The company reported a Q4 net loss attributable to common stockholders of $18.2 million, compared to $56.4 million in the prior-year quarter. For the full year, Entravision recorded a net loss of $79.2 million, an improvement from the $148.9 million loss reported in 2024.

Consolidated net revenue increased 26% in Q4 and 23% for the full year. The growth came entirely from the ATS segment, which rose 123% in the quarter and 90% for the year, driven by higher monthly active advertisers, increased revenue per advertiser, expanded sales capability, and new AI integrations across the platform.

The Media segment declined sharply, with Q4 net revenue down 32% and full-year revenue down 20%, including results from the broadcaster’s 46 Spanish-language US radio stations and the Latino Radio Network.

Entravision CEO Michael Christenson attributed the pullback to lower political advertising, reduced retransmission consent revenue, and lower spectrum usage rights income. Digital advertising gains partially offset the decline. Excluding political, Q4 local revenue grew 4% while national revenue fell 5%.

Segment operating profit reflected the uneven performance across the company. Entravision reported Q4 segment operating profit of $11.9 million, down 43% year over year. Full-year segment operating profit was $27.6 million, down 41%. The Media segment posted a Q4 operating loss of $0.4 million, compared to an $18.5 million profit in the same quarter last year. For 2025, the Media segment reported a $6.2 million operating loss, compared to a $38.7 million profit in 2024.

ATS segment operating profit rose sharply to $12.3 million in Q4, a 464% increase year over year. Full-year ATS operating profit reached $33.8 million, up 317%.

Christenson added, “We repaid $5 million on our bank term loan in the fourth quarter of 2025, bringing our total reduction during the full year to $20 million. We remain committed to reducing our debt and maintaining a strong balance sheet.”

=======

**EXERCISE TASK 1**
In the earnings report, how much did Entravision repay on its bank term loan in the fourth quarter of 2025?
**EXERCISE TASK 2**
Please state whether each statement agrees with the earnings report, and quote the words that decide it. (a) The ATS segment's Q4 operating profit rose 464% year over year. (b) The Media segment's full-year net revenue fell 32%. (c) Excluding political, Q4 national revenue grew 4%.

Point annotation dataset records
=======

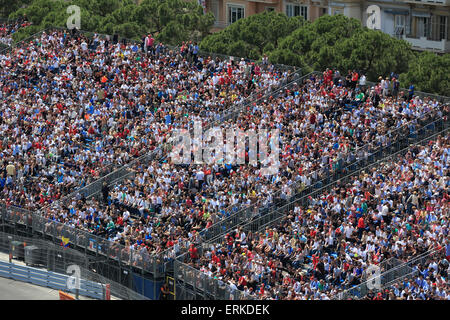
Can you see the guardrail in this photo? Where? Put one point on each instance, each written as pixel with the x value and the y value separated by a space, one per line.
pixel 50 279
pixel 422 135
pixel 393 274
pixel 359 158
pixel 159 152
pixel 56 258
pixel 192 284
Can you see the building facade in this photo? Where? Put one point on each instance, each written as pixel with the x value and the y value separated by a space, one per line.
pixel 423 23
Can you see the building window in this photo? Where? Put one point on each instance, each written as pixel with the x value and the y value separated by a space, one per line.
pixel 423 27
pixel 399 25
pixel 235 13
pixel 443 27
pixel 293 10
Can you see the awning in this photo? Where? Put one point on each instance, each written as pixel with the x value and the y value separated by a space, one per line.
pixel 421 14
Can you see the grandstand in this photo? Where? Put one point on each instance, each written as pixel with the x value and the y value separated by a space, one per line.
pixel 86 127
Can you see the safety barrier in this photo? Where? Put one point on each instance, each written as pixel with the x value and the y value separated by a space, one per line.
pixel 50 279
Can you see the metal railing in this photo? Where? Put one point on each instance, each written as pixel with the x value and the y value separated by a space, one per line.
pixel 56 258
pixel 192 284
pixel 422 135
pixel 359 158
pixel 393 274
pixel 159 152
pixel 51 279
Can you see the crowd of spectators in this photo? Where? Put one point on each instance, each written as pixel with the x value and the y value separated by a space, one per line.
pixel 321 127
pixel 7 29
pixel 72 107
pixel 399 209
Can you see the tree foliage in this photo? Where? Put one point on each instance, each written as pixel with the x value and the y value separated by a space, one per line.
pixel 252 36
pixel 330 41
pixel 429 72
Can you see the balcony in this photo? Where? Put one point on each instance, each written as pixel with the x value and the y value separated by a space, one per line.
pixel 423 43
pixel 430 2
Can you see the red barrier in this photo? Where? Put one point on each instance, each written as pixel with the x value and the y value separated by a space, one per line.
pixel 65 296
pixel 107 291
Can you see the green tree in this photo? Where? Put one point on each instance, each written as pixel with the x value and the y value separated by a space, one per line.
pixel 9 6
pixel 429 72
pixel 252 36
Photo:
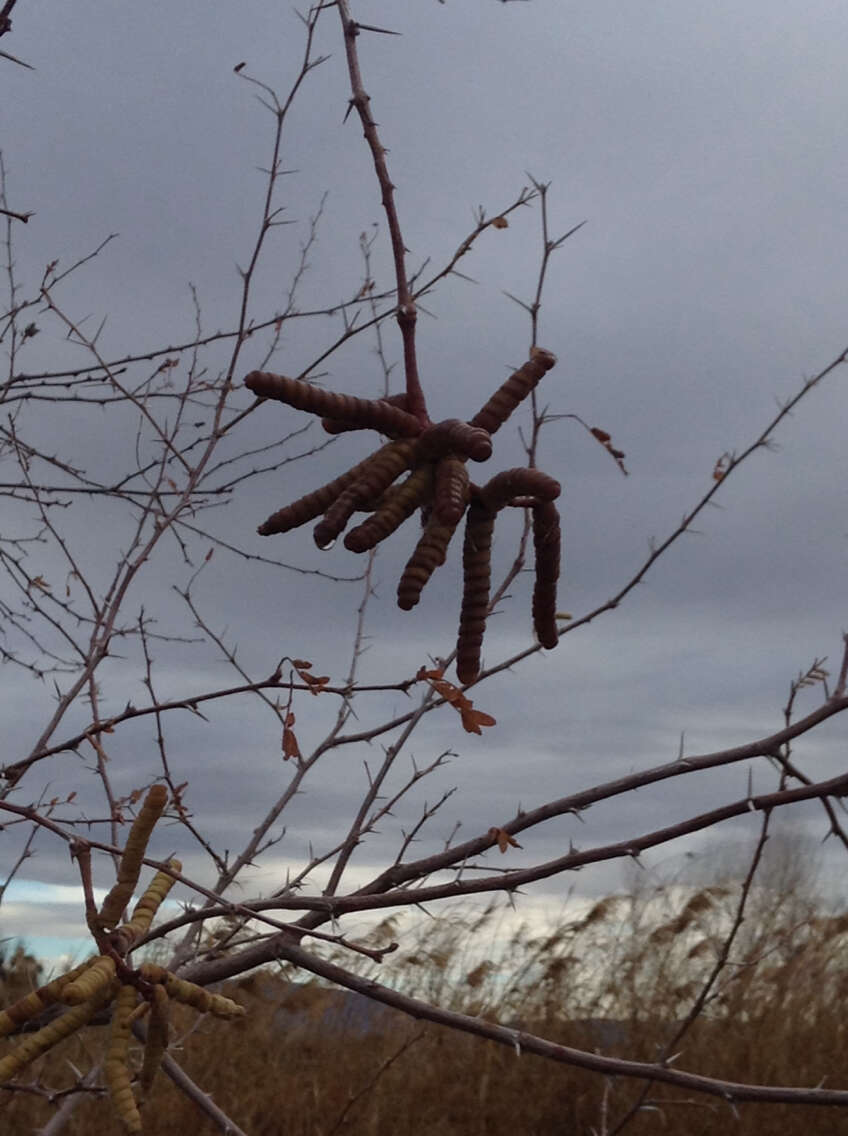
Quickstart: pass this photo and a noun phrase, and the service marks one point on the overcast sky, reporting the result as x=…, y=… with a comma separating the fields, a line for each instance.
x=704, y=145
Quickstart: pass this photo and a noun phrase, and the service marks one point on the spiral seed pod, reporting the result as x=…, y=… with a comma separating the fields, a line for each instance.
x=130, y=866
x=450, y=495
x=116, y=1068
x=546, y=541
x=367, y=414
x=157, y=1041
x=201, y=1000
x=521, y=482
x=186, y=992
x=430, y=553
x=398, y=503
x=377, y=474
x=341, y=426
x=144, y=910
x=39, y=1000
x=492, y=416
x=97, y=975
x=452, y=434
x=44, y=1038
x=308, y=507
x=476, y=571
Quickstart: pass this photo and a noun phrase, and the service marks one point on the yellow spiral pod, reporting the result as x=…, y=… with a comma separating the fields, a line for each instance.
x=49, y=1035
x=116, y=1068
x=514, y=391
x=136, y=842
x=200, y=999
x=157, y=1040
x=97, y=975
x=144, y=909
x=33, y=1003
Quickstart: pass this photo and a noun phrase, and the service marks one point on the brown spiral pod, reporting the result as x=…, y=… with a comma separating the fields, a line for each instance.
x=450, y=494
x=452, y=434
x=376, y=475
x=514, y=391
x=398, y=503
x=373, y=414
x=308, y=507
x=521, y=482
x=546, y=541
x=341, y=426
x=430, y=553
x=476, y=571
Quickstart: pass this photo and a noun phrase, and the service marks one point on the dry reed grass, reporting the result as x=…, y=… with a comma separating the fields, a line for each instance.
x=618, y=979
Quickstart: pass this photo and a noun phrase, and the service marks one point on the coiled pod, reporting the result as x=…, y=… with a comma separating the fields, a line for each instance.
x=136, y=842
x=116, y=1068
x=368, y=414
x=496, y=411
x=144, y=910
x=342, y=426
x=186, y=992
x=157, y=1040
x=546, y=542
x=450, y=494
x=430, y=553
x=44, y=1038
x=376, y=475
x=33, y=1003
x=452, y=434
x=397, y=504
x=97, y=975
x=476, y=573
x=522, y=482
x=308, y=507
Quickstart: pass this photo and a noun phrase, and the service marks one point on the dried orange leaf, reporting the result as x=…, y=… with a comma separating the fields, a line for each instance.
x=504, y=840
x=473, y=719
x=290, y=744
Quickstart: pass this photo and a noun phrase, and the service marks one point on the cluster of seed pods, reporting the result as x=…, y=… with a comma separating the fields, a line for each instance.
x=107, y=979
x=434, y=458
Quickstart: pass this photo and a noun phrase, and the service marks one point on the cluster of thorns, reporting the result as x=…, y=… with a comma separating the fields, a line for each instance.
x=107, y=978
x=434, y=458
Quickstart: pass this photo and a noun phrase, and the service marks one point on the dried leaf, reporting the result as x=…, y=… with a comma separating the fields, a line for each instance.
x=473, y=719
x=503, y=838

=======

**RESPONSE 1**
$5 million

**RESPONSE 2**
(a) Yes: "ATS segment operating profit rose sharply to $12.3 million in Q4, a 464% increase year over year."
(b) No: "with Q4 net revenue down 32% and full-year revenue down 20%"
(c) No: "Excluding political, Q4 local revenue grew 4% while national revenue fell 5%."